━━ AVAILABLE RECORDS

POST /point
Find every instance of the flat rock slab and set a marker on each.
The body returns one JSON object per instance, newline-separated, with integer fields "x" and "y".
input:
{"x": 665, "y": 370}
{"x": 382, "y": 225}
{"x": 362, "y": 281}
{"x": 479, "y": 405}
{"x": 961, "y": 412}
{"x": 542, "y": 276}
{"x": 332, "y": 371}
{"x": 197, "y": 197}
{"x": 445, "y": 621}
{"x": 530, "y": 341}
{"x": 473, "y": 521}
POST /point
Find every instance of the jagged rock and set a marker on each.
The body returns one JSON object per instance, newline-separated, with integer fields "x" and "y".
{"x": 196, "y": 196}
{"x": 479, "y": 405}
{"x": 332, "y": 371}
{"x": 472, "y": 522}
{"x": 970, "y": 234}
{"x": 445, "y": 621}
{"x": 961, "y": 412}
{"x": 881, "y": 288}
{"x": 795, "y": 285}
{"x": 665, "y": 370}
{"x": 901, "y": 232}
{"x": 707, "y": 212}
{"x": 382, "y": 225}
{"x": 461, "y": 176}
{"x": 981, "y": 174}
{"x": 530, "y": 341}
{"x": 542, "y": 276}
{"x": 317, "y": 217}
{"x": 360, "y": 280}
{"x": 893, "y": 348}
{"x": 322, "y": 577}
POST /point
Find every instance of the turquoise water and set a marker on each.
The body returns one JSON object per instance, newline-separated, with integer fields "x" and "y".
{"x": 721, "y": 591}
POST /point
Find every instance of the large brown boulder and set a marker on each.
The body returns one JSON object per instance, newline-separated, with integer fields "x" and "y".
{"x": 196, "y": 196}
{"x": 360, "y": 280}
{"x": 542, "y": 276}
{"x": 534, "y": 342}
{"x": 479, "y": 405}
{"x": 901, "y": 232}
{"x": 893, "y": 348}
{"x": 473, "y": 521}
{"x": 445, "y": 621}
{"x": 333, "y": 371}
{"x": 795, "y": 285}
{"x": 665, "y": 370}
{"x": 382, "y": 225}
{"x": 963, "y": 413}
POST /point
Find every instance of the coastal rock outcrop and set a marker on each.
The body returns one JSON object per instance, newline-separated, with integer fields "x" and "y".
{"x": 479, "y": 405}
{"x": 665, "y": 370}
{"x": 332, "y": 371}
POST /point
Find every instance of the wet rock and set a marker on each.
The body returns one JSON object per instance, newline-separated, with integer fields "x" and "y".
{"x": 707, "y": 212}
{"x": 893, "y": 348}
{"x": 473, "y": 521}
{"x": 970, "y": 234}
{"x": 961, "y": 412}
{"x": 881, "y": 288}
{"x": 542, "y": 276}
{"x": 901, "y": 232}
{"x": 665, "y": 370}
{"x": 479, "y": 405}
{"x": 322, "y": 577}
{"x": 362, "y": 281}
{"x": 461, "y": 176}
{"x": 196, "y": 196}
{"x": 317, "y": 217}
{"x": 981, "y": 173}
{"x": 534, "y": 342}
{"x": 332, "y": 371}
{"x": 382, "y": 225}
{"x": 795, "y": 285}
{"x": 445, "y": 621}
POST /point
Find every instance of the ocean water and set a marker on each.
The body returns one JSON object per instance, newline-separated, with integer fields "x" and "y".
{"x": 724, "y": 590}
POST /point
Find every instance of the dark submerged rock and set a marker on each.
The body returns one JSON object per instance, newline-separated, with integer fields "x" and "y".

━━━━

* _TASK_
Transcribe the whole listing with nothing added or left out.

* _OUTPUT OF THE TASK_
POST /point
Find every instance of the flat rock slab and set a marker on each.
The body returns one JSON object per instance, newline-separated, with integer fields "x" and "y".
input:
{"x": 665, "y": 370}
{"x": 382, "y": 225}
{"x": 362, "y": 281}
{"x": 479, "y": 405}
{"x": 961, "y": 412}
{"x": 542, "y": 276}
{"x": 332, "y": 371}
{"x": 197, "y": 197}
{"x": 445, "y": 621}
{"x": 530, "y": 341}
{"x": 473, "y": 521}
POST /point
Find every instance of the jagged rock and set a marker on each.
The body returns one JSON object per instance, newline-separated, with integer fields "x" and "y".
{"x": 196, "y": 196}
{"x": 479, "y": 405}
{"x": 332, "y": 371}
{"x": 472, "y": 522}
{"x": 970, "y": 234}
{"x": 445, "y": 621}
{"x": 961, "y": 412}
{"x": 881, "y": 288}
{"x": 795, "y": 285}
{"x": 665, "y": 370}
{"x": 901, "y": 232}
{"x": 707, "y": 212}
{"x": 382, "y": 225}
{"x": 461, "y": 176}
{"x": 981, "y": 174}
{"x": 530, "y": 341}
{"x": 542, "y": 276}
{"x": 317, "y": 217}
{"x": 360, "y": 280}
{"x": 893, "y": 348}
{"x": 322, "y": 577}
POST /point
Find every instance of the turquoise water and set a marker on each.
The body returns one JSON object per instance, newline-separated, with integer fields "x" and "y".
{"x": 721, "y": 591}
POST /point
Find every instance of the large brown boulder and set a marker on each.
The body returns one JSON object per instance, newline-separated, with integer fields "x" and "y".
{"x": 196, "y": 196}
{"x": 360, "y": 280}
{"x": 542, "y": 276}
{"x": 534, "y": 342}
{"x": 479, "y": 405}
{"x": 901, "y": 232}
{"x": 893, "y": 348}
{"x": 473, "y": 521}
{"x": 445, "y": 621}
{"x": 333, "y": 371}
{"x": 795, "y": 285}
{"x": 665, "y": 370}
{"x": 382, "y": 225}
{"x": 963, "y": 413}
POST /point
Find every instance of the coastal rock outcrop and set a marker on each.
The body returns one JSON object per instance, newline-separated, with integer fields "x" and "y".
{"x": 479, "y": 405}
{"x": 665, "y": 370}
{"x": 332, "y": 371}
POST /point
Find every instance of the wet rock and set a marker on each.
The body returns one JSON object per instance, newline-separated, with integer fields "x" and "y".
{"x": 707, "y": 212}
{"x": 893, "y": 348}
{"x": 473, "y": 521}
{"x": 970, "y": 234}
{"x": 961, "y": 412}
{"x": 881, "y": 288}
{"x": 542, "y": 276}
{"x": 901, "y": 232}
{"x": 665, "y": 370}
{"x": 479, "y": 405}
{"x": 322, "y": 577}
{"x": 362, "y": 281}
{"x": 461, "y": 176}
{"x": 196, "y": 196}
{"x": 317, "y": 217}
{"x": 981, "y": 173}
{"x": 534, "y": 342}
{"x": 332, "y": 371}
{"x": 382, "y": 225}
{"x": 795, "y": 285}
{"x": 445, "y": 621}
POST /point
Find every instance of the ocean water and set a marker on each.
The body returns one JSON object per instance, newline-separated, with integer fields "x" and "y".
{"x": 724, "y": 590}
POST /point
Find every instance of the dark submerged rock and set a marker on each.
The body returns one JSON object per instance, newline-separated, with integer fields "x" and "y".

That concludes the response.